- Brief 1
Extract every line of the entries below that contains the string "shirt", and treat case as significant.

- Text extract
▬▬▬▬▬▬▬▬▬▬

The input string must remain valid for the lifetime of the tokenizer since tokens reference slices of the input.

Usage example:

std::string input = "EM[UNIMOD:35]K";
ProFormaTokenizer tokenizer(input);
while (tokenizer.hasMore())
{
ProFormaTokenizer::Token token = tokenizer.next();
std::cout << "Token: " << token.text << " at position " << token.position << std::endl;
}
Tokenizer for ProForma v2 peptidoform notation.
Definition ProFormaTokenizer.h:54
A single token from the input stream.
Definition ProFormaTokenizer.h:89
size_t position
Byte offset in the original input (0-indexed)
Definition ProFormaTokenizer.h:92
std::string_view text
View into the original input (zero-copy)
Definition ProFormaTokenizer.h:91

Member Enumeration Documentation

◆ TokenType

enum class TokenType
strong

Token types produced by the tokenizer.

Enumerator
LBRACKET 

Left square bracket: [.

RBRACKET 

Right square bracket: ].

LPAREN 

Left parenthesis: (.

RPAREN 

Right parenthesis: )

LBRACE 

Left curly brace: {.

RBRACE 

Right curly brace: }.

LANGLE 

Left angle bracket: <.

RANGLE 

Right angle bracket: >

PLUS 

Plus sign: +.

MINUS 

Minus sign: -.

SLASH 

Forward slash: /.

PIPE 

Vertical bar (pipe): |.

▬▬▬▬▬▬▬▬▬▬

- Provided material
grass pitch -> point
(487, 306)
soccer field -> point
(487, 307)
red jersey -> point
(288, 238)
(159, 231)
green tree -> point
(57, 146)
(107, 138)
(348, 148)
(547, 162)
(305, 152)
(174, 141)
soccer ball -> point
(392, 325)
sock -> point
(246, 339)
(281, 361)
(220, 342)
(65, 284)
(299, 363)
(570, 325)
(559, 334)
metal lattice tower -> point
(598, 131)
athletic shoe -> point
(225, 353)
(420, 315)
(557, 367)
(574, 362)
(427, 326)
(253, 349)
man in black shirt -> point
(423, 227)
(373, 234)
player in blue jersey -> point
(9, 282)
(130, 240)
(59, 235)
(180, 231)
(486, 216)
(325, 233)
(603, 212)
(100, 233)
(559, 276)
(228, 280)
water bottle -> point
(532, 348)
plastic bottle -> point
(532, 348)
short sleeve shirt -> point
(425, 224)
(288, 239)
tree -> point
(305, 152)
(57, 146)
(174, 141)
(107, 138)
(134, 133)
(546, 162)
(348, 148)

▬▬▬▬▬▬▬▬▬▬

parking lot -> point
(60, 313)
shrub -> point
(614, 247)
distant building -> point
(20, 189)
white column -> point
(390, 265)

▬▬▬▬▬▬▬▬▬▬

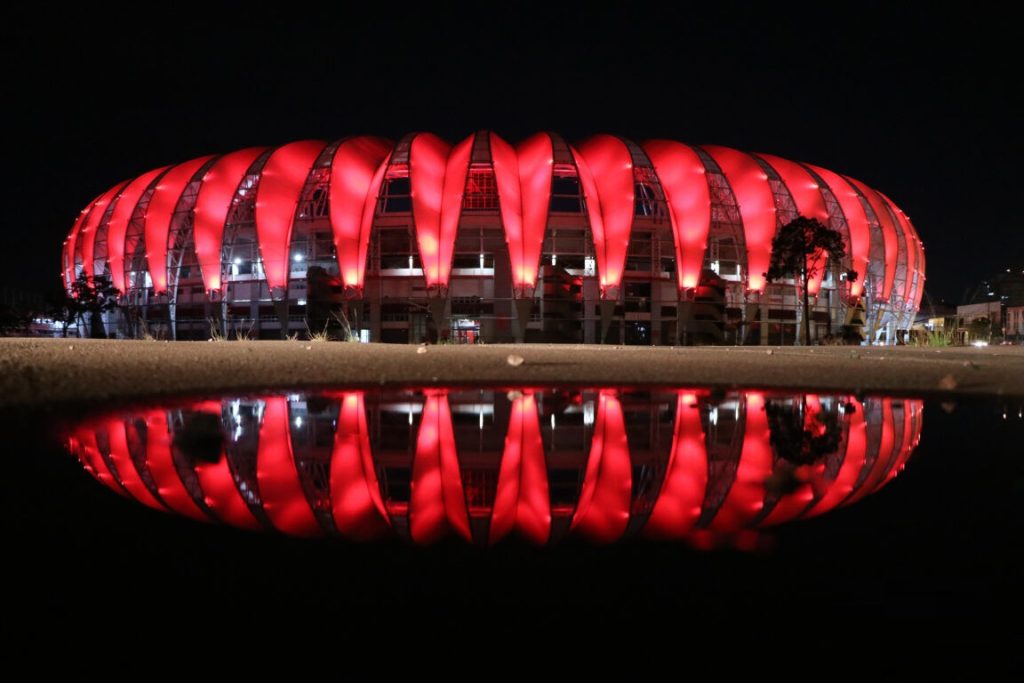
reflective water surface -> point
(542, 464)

▬▬▬▬▬▬▬▬▬▬

- Brief 2
According to the tokenizer documentation above, how long must the input string remain valid?

- Full answer 1
man in black shirt -> point
short sleeve shirt -> point

- Full answer 2
For the lifetime of the tokenizer.